Problem to work on =>
Please output everything from the line that contains "Where can the wooden" down to the end of the data as a Markdown table with two columns, Row and Line. Number each row and leave out blank lines.
==== Supplied information
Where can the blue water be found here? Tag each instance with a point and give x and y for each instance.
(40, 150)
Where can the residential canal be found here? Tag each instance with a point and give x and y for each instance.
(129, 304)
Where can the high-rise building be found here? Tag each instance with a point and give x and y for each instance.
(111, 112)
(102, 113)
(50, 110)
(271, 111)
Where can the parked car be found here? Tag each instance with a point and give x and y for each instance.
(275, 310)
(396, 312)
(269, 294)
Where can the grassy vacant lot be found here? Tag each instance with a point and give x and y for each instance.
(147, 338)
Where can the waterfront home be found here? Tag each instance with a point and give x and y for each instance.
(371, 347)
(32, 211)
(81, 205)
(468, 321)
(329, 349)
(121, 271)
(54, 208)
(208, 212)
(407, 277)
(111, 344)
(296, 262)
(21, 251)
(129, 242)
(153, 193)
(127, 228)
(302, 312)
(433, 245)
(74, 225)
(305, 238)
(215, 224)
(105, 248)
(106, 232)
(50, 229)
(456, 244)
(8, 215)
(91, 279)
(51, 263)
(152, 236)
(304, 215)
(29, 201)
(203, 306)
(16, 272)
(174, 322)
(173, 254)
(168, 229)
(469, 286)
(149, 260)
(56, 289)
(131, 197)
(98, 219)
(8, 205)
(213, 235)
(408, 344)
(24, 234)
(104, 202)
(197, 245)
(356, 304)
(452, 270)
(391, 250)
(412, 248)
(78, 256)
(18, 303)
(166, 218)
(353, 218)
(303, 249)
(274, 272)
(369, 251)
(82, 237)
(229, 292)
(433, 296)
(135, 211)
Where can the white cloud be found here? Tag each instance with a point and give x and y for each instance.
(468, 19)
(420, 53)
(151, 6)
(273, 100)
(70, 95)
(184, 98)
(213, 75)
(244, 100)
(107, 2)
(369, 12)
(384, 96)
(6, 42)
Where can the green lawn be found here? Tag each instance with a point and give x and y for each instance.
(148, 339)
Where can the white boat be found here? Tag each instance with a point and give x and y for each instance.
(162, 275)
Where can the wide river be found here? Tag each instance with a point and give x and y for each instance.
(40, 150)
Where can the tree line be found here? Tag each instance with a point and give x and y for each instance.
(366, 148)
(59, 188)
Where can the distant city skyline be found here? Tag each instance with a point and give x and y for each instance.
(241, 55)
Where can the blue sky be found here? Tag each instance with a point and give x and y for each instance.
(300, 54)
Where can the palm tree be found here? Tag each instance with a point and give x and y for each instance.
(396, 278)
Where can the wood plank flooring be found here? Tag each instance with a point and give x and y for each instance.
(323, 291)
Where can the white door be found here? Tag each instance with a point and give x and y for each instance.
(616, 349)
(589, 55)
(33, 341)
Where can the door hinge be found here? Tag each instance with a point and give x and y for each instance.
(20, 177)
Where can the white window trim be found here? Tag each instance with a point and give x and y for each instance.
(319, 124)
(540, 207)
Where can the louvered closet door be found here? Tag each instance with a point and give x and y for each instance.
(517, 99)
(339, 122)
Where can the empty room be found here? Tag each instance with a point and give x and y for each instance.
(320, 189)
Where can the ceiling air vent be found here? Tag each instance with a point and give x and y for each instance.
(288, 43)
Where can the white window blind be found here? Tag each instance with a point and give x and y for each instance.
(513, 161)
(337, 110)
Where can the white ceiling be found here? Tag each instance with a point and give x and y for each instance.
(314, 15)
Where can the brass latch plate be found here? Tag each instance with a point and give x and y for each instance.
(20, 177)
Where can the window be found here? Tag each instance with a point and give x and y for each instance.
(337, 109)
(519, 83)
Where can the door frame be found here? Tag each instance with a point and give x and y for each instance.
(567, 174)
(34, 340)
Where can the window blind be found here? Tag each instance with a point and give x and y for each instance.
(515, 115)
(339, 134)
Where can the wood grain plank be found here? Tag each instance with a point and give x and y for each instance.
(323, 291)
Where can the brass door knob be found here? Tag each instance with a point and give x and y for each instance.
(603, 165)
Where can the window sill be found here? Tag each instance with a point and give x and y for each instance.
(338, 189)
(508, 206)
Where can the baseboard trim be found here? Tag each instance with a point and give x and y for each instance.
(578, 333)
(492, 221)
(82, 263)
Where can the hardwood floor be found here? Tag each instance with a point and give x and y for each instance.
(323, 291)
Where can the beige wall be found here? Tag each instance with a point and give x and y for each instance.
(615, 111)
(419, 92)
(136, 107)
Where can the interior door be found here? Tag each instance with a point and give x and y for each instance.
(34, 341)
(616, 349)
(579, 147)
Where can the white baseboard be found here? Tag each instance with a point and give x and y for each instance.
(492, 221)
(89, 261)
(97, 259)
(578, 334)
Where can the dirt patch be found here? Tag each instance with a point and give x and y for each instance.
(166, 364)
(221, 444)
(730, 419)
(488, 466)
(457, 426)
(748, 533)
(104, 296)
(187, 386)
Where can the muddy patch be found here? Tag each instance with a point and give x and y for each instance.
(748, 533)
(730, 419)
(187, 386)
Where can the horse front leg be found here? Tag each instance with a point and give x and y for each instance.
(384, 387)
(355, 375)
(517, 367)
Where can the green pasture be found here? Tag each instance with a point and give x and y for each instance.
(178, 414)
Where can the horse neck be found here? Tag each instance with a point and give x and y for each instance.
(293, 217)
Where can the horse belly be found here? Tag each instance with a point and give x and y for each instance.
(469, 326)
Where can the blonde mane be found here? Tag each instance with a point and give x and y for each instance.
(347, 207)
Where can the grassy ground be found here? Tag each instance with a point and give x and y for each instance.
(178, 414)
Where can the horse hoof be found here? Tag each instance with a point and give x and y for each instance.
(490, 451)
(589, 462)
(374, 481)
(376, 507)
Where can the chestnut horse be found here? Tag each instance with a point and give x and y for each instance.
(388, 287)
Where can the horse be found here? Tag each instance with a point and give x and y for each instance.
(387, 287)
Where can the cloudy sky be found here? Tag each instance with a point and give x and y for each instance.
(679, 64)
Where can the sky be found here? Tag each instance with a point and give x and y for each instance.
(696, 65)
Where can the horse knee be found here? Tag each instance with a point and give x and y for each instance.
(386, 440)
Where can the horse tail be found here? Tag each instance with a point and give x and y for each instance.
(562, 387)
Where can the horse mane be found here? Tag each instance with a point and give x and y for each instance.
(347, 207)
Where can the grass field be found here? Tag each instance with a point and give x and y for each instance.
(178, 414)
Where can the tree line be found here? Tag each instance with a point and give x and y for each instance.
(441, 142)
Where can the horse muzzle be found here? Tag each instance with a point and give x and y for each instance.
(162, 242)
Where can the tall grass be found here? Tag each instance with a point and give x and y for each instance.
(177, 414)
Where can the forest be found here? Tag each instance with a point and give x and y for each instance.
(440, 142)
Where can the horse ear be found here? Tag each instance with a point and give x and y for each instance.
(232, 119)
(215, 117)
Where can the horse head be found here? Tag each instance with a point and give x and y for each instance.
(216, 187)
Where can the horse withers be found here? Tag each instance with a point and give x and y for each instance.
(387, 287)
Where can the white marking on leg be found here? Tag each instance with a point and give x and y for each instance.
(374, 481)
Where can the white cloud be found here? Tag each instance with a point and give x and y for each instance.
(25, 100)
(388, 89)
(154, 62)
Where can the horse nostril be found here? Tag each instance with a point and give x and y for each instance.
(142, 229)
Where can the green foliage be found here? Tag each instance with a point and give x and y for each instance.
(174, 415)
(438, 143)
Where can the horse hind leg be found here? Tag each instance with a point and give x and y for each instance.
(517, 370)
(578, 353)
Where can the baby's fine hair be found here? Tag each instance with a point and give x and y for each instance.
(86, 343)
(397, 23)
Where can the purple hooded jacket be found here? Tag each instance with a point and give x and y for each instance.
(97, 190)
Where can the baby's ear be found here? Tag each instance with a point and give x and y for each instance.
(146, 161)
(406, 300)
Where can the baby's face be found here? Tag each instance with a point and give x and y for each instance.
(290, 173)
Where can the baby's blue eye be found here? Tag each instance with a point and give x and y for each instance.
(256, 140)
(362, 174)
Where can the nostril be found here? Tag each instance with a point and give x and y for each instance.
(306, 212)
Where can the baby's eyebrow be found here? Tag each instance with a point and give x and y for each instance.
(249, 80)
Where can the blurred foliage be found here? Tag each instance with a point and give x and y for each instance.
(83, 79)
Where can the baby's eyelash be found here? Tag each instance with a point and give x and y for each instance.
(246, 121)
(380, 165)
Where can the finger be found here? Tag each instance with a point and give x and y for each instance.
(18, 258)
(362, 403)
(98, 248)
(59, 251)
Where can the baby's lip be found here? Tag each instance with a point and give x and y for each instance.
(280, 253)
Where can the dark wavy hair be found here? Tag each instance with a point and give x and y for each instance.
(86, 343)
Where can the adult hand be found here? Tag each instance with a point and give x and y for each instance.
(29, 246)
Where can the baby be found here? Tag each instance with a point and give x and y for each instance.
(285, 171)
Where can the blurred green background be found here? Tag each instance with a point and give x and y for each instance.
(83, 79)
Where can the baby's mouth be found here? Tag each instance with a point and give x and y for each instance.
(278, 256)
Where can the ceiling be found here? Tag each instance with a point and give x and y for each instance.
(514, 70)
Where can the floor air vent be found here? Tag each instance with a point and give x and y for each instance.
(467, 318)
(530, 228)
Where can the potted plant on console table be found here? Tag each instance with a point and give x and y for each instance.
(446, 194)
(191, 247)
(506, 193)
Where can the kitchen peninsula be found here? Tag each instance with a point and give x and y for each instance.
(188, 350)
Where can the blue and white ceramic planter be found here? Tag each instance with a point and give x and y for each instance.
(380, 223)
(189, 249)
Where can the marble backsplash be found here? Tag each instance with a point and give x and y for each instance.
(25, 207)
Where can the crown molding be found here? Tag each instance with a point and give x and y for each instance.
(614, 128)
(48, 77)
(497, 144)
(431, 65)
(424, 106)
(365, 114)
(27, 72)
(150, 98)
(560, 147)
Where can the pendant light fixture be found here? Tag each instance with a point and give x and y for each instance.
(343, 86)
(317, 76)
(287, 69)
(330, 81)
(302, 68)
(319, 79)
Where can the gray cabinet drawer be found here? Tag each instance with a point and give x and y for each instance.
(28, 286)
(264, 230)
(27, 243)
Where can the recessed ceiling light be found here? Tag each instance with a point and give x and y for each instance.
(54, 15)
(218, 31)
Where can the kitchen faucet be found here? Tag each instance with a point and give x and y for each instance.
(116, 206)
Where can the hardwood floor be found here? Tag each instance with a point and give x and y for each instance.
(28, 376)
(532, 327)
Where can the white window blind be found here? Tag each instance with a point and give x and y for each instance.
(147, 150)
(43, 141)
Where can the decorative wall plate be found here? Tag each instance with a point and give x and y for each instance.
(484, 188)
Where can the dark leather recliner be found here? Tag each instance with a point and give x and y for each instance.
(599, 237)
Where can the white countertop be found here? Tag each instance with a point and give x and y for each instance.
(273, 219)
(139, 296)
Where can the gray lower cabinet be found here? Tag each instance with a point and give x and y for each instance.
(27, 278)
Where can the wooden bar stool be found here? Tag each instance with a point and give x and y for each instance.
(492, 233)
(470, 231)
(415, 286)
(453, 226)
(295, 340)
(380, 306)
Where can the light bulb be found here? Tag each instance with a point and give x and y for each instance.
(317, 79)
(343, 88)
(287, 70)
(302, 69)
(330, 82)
========
Task answer =>
| Row | Line |
|---|---|
| 1 | Where can the wooden bar stool be found here? Tag each instance with a point and give x and y for each instance. |
| 2 | (492, 233) |
| 3 | (470, 231) |
| 4 | (415, 286) |
| 5 | (453, 226) |
| 6 | (295, 340) |
| 7 | (380, 306) |
| 8 | Where can the light bulb be found here? Tag each instance with a point and give x and y for each instance. |
| 9 | (317, 79) |
| 10 | (343, 88) |
| 11 | (287, 70) |
| 12 | (302, 69) |
| 13 | (330, 82) |